Brief
Give back every entry exactly as it is written, but not the pictures.
(Beginning of Material for the task)
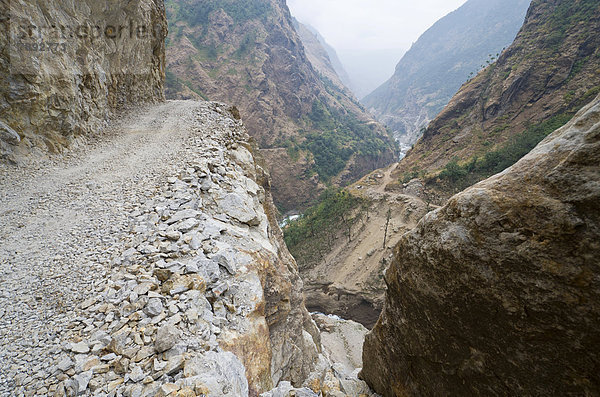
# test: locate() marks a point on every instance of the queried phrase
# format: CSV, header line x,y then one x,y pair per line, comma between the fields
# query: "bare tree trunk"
x,y
387,223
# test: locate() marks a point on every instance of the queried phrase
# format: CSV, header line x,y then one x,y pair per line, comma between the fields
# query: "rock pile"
x,y
189,291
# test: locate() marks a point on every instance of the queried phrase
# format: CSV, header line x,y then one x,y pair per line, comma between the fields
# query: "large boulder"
x,y
497,293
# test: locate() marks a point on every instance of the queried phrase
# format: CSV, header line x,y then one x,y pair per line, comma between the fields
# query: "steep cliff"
x,y
248,53
545,76
441,60
67,66
323,57
497,292
339,246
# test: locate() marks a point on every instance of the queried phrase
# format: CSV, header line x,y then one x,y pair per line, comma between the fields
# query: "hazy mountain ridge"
x,y
547,74
322,56
441,60
249,54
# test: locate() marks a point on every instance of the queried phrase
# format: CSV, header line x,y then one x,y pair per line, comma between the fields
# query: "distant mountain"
x,y
441,60
369,68
322,56
248,54
550,72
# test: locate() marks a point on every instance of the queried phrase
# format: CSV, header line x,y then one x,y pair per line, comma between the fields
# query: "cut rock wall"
x,y
67,66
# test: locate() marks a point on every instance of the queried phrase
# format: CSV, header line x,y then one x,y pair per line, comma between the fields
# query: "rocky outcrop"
x,y
207,299
548,73
323,57
335,374
344,276
67,66
249,54
443,58
497,292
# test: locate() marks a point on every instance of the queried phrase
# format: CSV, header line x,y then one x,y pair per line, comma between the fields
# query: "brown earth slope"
x,y
497,293
552,69
248,53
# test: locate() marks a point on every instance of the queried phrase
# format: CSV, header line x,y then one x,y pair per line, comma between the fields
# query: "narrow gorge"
x,y
141,252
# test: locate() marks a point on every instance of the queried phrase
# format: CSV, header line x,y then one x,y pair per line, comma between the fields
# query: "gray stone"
x,y
187,225
137,374
167,336
8,134
226,262
80,348
83,380
65,364
181,215
240,209
154,307
222,373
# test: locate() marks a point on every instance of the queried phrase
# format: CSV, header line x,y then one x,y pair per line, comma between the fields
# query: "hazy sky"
x,y
371,24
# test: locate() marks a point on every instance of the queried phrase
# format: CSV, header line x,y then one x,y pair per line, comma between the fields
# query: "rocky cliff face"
x,y
344,275
549,72
497,292
67,66
249,54
441,60
323,57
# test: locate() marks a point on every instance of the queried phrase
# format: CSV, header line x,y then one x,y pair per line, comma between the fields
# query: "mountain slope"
x,y
247,53
496,293
550,71
441,61
322,56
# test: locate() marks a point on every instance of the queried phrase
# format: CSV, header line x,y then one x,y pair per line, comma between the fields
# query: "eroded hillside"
x,y
497,292
548,73
249,54
65,72
443,58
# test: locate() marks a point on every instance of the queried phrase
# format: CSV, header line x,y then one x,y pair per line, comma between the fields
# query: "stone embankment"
x,y
149,263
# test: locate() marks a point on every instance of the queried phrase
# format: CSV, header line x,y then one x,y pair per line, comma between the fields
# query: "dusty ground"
x,y
349,281
61,221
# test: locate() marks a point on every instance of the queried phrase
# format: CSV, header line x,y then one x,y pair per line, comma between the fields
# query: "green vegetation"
x,y
198,12
460,176
336,136
310,237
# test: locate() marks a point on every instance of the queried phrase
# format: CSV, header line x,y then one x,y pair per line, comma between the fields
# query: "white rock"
x,y
154,307
167,336
80,348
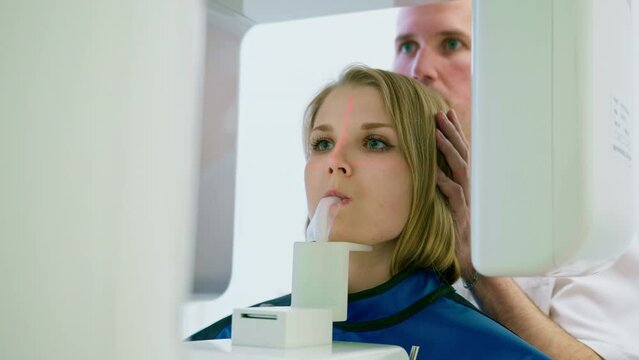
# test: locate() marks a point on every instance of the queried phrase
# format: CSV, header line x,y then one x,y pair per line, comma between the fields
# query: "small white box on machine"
x,y
282,327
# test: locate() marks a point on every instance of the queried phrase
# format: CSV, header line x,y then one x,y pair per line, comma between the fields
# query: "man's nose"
x,y
424,69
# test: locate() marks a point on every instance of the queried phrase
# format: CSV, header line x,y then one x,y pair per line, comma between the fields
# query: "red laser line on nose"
(End of Material for the task)
Your solution
# test: locate() marks a point on every instance of the queried phrase
# format: CSV, header line x,y then one x,y pair per line, comma between the fields
# query: "bare tree trunk"
x,y
387,223
# test: locate() marks a point on every instance of the queried phrase
# format: CSV, header line x,y then one x,y pair per line, comma between the fields
# query: "rock pile"
x,y
189,291
# test: locate() marks a point on every instance of the queried phrase
# format: CSV, header line x,y then one x,y pair per line, comma between the fields
# query: "large boulder"
x,y
497,293
# test: locate() marks a point on every instance of the queried phrase
# format: CSV, header line x,y then one x,y pair per line, comma between the fields
# query: "steep cliff"
x,y
248,53
545,76
441,60
67,66
323,57
497,292
339,246
# test: locate() marks a point on every instance of the queried phrase
# format: CSV, header line x,y then one x,y pair per line, comma between the fields
# query: "hazy mountain ridge"
x,y
547,74
322,56
441,60
249,54
# test: locate() marks a point on every instance of the queried phrase
# format: CSV, header line x,y then one x,y pair per line, comma between the fields
# query: "distant mountain"
x,y
441,60
369,68
322,56
248,54
550,72
# test: locate() marks a point on every instance of the queried phrase
# format: CSV, header line x,y then one x,y pair per line, comma between the fields
# query: "cut rock wall"
x,y
67,66
# test: locate() marks a point on every instance of the queried phrase
# format: CSV, header line x,y then one x,y pair per line, comma between the fields
# query: "rocky outcrop"
x,y
207,299
548,73
323,57
335,374
344,276
67,66
249,54
443,58
497,292
# test: locate() marks a point on every instance of the queried phrase
# format: CSV, header line x,y then one x,y pair per line, comma between the fields
# query: "brown earth slope"
x,y
497,293
552,69
248,53
# test: locate() marks a point on every instance of the queried phrase
# format: CSV, header line x,y then one x,y pair per line, comma between the fields
# query: "narrow gorge"
x,y
141,252
# test: locate() marks a point on every instance of the queried phrase
# format: CSV, header line x,y then one x,y pair per line, comma between the fields
# query: "gray stone"
x,y
187,225
137,374
167,336
8,134
226,262
80,348
83,380
65,364
181,215
240,209
154,307
222,373
# test: locate() marks a point on every instance of the queried phrase
# format: CSV, header line x,y then one x,y pair per line, comma between the fields
# query: "hazy sky"
x,y
371,24
# test: locate() marks a point on every instance of the queried phrase
# format: CSV, header line x,y then one x,y pair per line, comma between the fields
# query: "rocky cliff face"
x,y
344,275
549,72
497,292
67,66
249,54
441,60
323,57
# test: locate() marks a point on every instance of the queried phrase
# format: CSV, header line x,y then one x,y pair per line, comma between the fields
# query: "mountain slope"
x,y
247,53
496,293
550,71
441,61
322,56
# test: locate() marks a point on every instance of the queried phrase
# format: CSV, header line x,y then one x,y pair per line, comma between the fields
# query: "eroded hillside"
x,y
497,292
548,73
249,54
65,72
443,58
# test: locate() marks a point on every instance of the queried phrase
# format: CSV, header line x,y then one x,y pair per line, comma between the fields
# query: "stone embankment"
x,y
149,263
# test: locate() marks a point on every instance of the queried phrase
# format: CSV, header line x,y then one x,y pair per line, comma between the fields
# query: "dusty ground"
x,y
349,281
61,221
# test: locate() marks a point on every instance of the queried phrase
# format: CSV, header line x,y then one x,y pair per line, comma between the fields
# query: "green vegetation"
x,y
198,12
460,176
336,136
310,237
# test: locate() marks a point on every instance of the queried phrase
# format: CSV, header line x,y then one x,y pair per line, comma between the fields
# query: "white rock"
x,y
154,307
167,336
80,348
# test: locate() marks a point on every instance of the queried phrase
# format: CSV, header line x,y then one x,y pair per line, comma between the fields
# query: "small white box on machine"
x,y
282,327
# test: locate() marks a point on every instance of the queried phrase
# format: CSV, header line x,y then one x,y pair per line, comma between the fields
# query: "man's nose"
x,y
424,69
# test: locate() marks a point on every instance of the queried phrase
# format: CSV, header line x,y then one x,y pair per line, comma between the fields
# query: "red laser line on nose"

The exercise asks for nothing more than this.